What is asked:
**a.** Name every person mentioned by name in the passage on the modern NBA.
**b.** Carry on the passage on the modern NBA, picking up right after its final sentence.

Text to read:
◇ ◇ ◇

The deeper problem is what the three-point revolution has done to the texture of the game itself. Shaquille O’Neal has put the problem with the modern NBA plainly many times (here’s a good example) - stars driving towards helpless defenders who are afraid to play real D for fear of getting a foul, then kickouts to role players who jack a ton of long shots even with 30% career three-point FG%. There are no bad boy Detroit Pistons, whether of the 1989 or 2004 variety, because physical defense has been outlawed. There are no Grit & Grind Memphis Grizzlies because their slow pace and reliance on inefficient two-point shots have been steadily eliminated from modern basketball. The diversity of offensive action that made the sport compelling (post play, midrange craftsmanship, isolation creativity) has been replaced by a monoculture of corner threes, pull-up threes, and off-screen threes. Yes, the pick and roll is an essential part of basketball, but watching every team run the same sets over… and over… and over again became maddening. The league has trended away from the pick and roll recently, but only to an extent, and the fact remains that every team plays the same exact way, as emblemized by Kirk Goldsberry’s famous shot chart.
For the record: we all owe Wilt Chamberlain and Oscar Robertson an apology. For decades, their statistical achievements were met with a dismissive wave of the hand; those numbers don’t count the same way!, the argument went, because the pace of play was so fast in the early 1960s. Chamberlain’s 50.4 points and 25.7 rebounds per game in 1961-62, Robertson’s triple-double average across an entire season, all of it came with an asterisk (or so critics said) because teams were running up and down the floor at a frantic clip, generating more possessions and thus inflating individual counting stats beyond what later, slower eras would produce. That is a fair and analytically defensible point. What is not defensible is the near total silence from those same corners of basketball discourse when it comes to the modern game. Today’s NBA is played at the fastest pace in roughly thirty years. Teams generate more possessions per game than at any point in the modern era, and players launch three point attempts at a volume that would have been considered science fiction fifteen years ago. By every metric those critics applied to Wilt and Oscar, today’s 40-point games and triple-doubles should be drowning in caveats and asterisks. All of those 50+ point games, the half-dozen weekly triple doubles… if we applied the exact same reasoning that was applied to the stars of yesteryear, those accomplishments would be similarly devalued. Surprise surprise, they’re not! The same analysts who spent years “well, actually”-ing away the accomplishments of some of the greatest players in the sport’s history have largely greeted the statistical explosion of the 2020s with silence or celebration. If pace of play was enough to discount a 50-point average in 1962, it’s enough to discount 203 forty-point games in 2023. You can’t have it both ways.

◇ ◇ ◇

Rows from a pointing dataset:

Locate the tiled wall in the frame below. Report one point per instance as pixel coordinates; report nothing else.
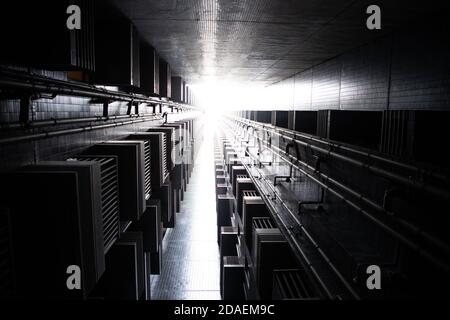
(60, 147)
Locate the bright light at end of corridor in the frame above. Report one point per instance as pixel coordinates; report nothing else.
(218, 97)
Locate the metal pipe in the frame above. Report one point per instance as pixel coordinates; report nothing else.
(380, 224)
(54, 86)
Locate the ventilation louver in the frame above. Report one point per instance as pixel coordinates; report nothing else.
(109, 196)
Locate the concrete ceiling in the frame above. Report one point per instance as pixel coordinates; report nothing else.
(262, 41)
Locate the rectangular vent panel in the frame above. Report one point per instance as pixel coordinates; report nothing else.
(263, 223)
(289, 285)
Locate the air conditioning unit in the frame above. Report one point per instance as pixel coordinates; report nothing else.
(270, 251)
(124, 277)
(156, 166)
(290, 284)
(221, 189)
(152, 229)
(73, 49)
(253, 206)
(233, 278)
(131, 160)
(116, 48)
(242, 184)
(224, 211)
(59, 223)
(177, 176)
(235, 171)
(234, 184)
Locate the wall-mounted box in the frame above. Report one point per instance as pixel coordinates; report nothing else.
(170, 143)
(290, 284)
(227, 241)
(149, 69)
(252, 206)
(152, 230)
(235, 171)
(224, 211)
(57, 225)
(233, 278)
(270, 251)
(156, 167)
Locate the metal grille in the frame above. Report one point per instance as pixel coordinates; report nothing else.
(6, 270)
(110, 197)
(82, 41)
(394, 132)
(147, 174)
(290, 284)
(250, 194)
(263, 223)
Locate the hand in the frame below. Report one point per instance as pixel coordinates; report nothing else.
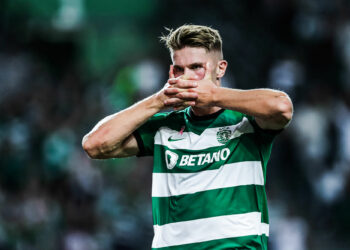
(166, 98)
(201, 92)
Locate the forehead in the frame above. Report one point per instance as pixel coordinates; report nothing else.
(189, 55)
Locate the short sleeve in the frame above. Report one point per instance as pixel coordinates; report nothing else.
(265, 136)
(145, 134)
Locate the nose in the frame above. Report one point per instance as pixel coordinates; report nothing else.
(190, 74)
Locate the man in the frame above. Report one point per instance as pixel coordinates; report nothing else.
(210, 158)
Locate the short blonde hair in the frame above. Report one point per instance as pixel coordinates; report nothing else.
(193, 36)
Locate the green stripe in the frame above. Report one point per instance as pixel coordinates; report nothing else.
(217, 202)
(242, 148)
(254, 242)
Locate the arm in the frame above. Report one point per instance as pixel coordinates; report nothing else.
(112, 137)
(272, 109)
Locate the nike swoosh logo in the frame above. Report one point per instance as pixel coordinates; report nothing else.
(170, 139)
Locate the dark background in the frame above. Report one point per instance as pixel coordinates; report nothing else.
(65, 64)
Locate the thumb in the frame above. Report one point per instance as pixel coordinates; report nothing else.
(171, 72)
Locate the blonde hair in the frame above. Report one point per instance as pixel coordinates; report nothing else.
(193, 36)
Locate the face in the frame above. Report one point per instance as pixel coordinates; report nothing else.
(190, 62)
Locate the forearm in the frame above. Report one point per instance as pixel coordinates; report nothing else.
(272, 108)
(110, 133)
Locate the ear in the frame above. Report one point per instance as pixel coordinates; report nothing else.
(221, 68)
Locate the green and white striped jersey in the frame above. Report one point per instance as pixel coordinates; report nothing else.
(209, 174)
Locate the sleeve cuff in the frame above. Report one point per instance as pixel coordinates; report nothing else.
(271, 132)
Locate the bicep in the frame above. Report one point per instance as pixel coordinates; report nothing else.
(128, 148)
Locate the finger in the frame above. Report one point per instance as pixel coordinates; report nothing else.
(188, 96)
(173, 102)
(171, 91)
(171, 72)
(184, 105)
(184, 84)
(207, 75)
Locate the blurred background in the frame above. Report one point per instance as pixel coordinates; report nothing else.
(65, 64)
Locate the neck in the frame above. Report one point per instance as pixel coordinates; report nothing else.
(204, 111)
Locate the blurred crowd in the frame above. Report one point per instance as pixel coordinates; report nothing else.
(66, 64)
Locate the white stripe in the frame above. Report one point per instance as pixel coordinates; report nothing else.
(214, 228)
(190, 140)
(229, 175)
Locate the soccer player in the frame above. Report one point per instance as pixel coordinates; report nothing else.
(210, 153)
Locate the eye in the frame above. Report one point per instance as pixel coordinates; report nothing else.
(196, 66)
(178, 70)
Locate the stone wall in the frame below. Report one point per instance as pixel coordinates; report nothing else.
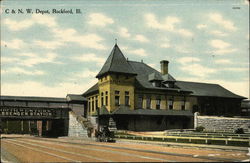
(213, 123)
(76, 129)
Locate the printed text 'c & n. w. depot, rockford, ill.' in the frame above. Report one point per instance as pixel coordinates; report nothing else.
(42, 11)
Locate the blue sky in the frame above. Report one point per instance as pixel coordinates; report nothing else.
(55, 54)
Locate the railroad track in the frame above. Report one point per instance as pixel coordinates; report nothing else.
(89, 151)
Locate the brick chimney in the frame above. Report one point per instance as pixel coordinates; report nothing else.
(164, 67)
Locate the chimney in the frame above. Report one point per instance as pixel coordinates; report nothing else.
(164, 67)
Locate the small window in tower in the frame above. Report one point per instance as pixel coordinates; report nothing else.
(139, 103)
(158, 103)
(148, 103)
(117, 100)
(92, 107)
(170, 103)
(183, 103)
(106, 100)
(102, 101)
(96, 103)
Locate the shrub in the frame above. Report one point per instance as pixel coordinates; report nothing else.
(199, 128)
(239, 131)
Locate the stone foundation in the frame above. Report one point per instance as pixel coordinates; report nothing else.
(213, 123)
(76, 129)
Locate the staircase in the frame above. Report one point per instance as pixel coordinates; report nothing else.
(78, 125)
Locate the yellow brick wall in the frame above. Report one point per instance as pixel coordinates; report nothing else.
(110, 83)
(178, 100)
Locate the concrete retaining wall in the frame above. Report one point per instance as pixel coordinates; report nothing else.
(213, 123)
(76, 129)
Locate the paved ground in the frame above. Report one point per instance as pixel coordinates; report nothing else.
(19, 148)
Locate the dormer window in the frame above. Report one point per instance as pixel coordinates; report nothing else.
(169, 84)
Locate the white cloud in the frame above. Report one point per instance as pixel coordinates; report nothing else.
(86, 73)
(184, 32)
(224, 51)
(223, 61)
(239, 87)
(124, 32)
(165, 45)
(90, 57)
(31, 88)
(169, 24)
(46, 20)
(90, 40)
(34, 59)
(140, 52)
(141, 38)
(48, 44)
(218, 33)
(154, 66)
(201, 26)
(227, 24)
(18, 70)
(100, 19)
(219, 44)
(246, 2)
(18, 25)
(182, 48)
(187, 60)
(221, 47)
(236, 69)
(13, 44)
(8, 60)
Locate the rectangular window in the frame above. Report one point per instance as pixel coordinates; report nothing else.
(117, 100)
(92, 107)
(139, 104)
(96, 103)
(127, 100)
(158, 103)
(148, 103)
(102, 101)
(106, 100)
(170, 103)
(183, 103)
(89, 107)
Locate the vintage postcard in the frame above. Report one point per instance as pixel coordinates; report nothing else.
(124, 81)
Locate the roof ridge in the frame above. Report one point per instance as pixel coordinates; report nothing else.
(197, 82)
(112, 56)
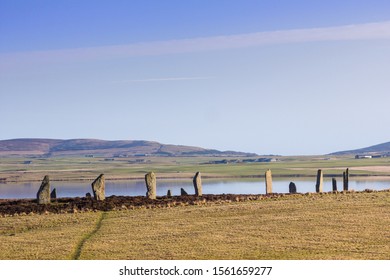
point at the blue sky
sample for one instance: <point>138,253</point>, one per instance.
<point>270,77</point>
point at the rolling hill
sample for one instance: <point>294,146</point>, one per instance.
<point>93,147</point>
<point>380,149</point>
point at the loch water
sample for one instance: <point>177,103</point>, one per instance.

◇ ◇ ◇

Response list:
**a.** Shaquille O’Neal, Kirk Goldsberry, Wilt Chamberlain, Oscar Robertson

**b.**
The NBA’s response to angst about the quality of play has been to look everywhere except in the mirror. When ratings have trended down, commissioner Adam Silver has cited cord cutting, election cycles, and streaming fragmentation. These are real forces, and they affecting all sports. But the NFL, with comparable structural challenges, is setting viewership records; major league baseball, meanwhile, has seen a renaissance of interest thanks to the introduction of the World Baseball Classic and a variety of rules changes that (prepare to be shocked) addressed the ways that analytics had made the game less entertaining. Silver seems utterly averse to ever really getting his hands dirty in that way. A core issue, as analysts have noted, is that the league and its players don’t value the regular season; there’s too many games, and the draft incentives firmly push middling teams to playing like genuinely bad ones, resulting in so many unwatchable contests. But even if you addressed that problem by lopping 10-16 regular season games from the schedule and perhaps through serious draft reform, both of which Bill Simmons has consistently fought for, without in-game rule changes you’re not addressing the core issue. You’re still facing the problem of a set of basketball best practices, developed through a hyper-optimization mindset, that produce the same rhythm of three-point heaves, weakly-contested drives, and foul-hunting star players in every game, giving casual fans no compelling reason to tune in.
The solutions do not require turning back the clock to the mid-2000s era of hand-checking, star-brutalizing, and 78-76 final scores. That game was too slow, too physical, and too punishing to stars. Nobody is asking for that. But there’s a vast and entirely navigable middle ground between the clutch-fest of 2004 and the pace-and-space slot machine of 2026. The league should consider seriously reforming foul calls to permit more physicality; eliminating or relaxing the defensive 3-second rule; returning to a 24-second shot clock reset after an offensive rebound; and most consequentially, they should examine whether the three-point line should be made into a natural arc, not to eliminate the three-point shot entirely but to make it genuinely difficult again by getting rid of exploitation of the corner three, which is a completely arbitrary artifact of the dimensions of an NBA court. Perhaps in doing so they’d restore the midrange game and create the kind of shot-selection diversity that once made the sport compelling. But for God’s sake, do something! Try something!
I have more proposed rules changes - severely penalizing intentional fouls as part of an effort to improve the terrible end-of-game playstyle would be near the top of my list - but none of those changes guarantee a healthier league by themselves. Everything I suggest is, however, a good faith attempt to address the fundamental problem: a league that has allowed itself to be optimized into statistical meaninglessness. When 40-point games happen hundreds of times in a season, they aren’t milestones anymore, they’re just the weather, in much the same way that baseball allowed home runs to become ho-hums in the late 1990s. Baseball changed the rules then by outlawing steroids, and twenty years or so later, they changed the rules again to encourage baserunning and improve pace of play. The NBA has the opposite problem, in terms of pace of play, with the game having evolved into this relentlessly frantic style where getting into sets and running plays seems to have less and less impact every year, right up until teams start fouling in the fourth quarter and play grinds to a halt. But if the NBA has many problems, the league also has strengths: a game built to produce stars, some of the best athletes on the planet, compelling personalities, and the potential for genuine athletic drama. What the NBA lacks, right now, is the basic scarcity that makes any achievement feel meaningful. Statistics without stakes are just numbers, and right now, the game is drowning in both.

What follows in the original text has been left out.